- TASK DATA

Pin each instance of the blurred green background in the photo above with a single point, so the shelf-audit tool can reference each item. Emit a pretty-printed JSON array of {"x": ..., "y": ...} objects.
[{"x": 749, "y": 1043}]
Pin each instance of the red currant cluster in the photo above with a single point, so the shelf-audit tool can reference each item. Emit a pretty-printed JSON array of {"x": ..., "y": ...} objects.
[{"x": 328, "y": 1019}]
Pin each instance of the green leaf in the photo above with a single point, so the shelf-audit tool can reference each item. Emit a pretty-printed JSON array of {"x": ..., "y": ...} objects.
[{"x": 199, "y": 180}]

==

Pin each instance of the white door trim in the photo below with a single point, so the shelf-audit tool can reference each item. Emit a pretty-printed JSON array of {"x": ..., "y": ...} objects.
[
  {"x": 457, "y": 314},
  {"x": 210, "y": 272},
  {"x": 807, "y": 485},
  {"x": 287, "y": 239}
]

- INSTRUCTION
Find every line above that contains the string "blurred", and copy each of those lines in full.

- TASK SOLUTION
Pin each instance of the blurred green background in the photo above with a single point, so the shelf-audit tool can reference each item. Emit a pretty-printed JSON array of {"x": ..., "y": ...} objects.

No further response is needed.